:: SUPPLIED TEXT ::
Recipe: Easter Dirt Cake Cups

Yield: 8
Prep Time: 30 minutes
Total Time: 30 minutes
These adorable Easter Dirt Cake Cups are the perfect spring time treat. A festive bunny Peep tops layers of pudding, whipped cream, and crushed Oreos that no one will be able to resist!

Ingredients

  • 3.4 ounce box vanilla or white chocolate instant pudding mix
  • 2 cups milk
  • 8 ounce container frozen whipped topping, thawed
  • 15 ounce package original Oreos
  • mini chocolate candy eggs
  • green sprinkles
  • Easter Peeps , bunnies, chicks, etc.
  • green food dye

Instructions
 

  • In a large bowl, add the pudding mix and 2 cups of milk. Beat with a whisk for 2-3 minutes and then let it stand for 5 minutes. 
  • Fold in the whipped topping and slowly add the green food dye until your desired color has been achieved.
  • Add the Oreo cookies to a food processor or blender. Blend the cookies until they are reduced to a dirt-like consistency. 
  • In your dessert cups, add a small layer of the Oreo cookie dirt (about 2-3 tablespoons, depending on the size of the cups). Next, add a layer of the pudding. Follow that with the Oreo cookie dirt again. Continue to layer until the cups are almost full. The last layer should be the Oreo cookie dirt.

:: THE TASK ::
Condense the paragraph in the dirt cake recipe beginning "These adorable Easter Dirt Cake Cups" into one shorter sentence that keeps its main facts. The listing that follows is not required for anything here.

:: DATASET SECTION ::
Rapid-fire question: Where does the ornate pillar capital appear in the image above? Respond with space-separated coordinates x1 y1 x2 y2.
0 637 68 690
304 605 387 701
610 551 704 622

:: TASK ANSWER ::
Easter Dirt Cake Cups are a spring treat made of layered pudding, whipped cream, and crushed Oreos, topped with a bunny Peep.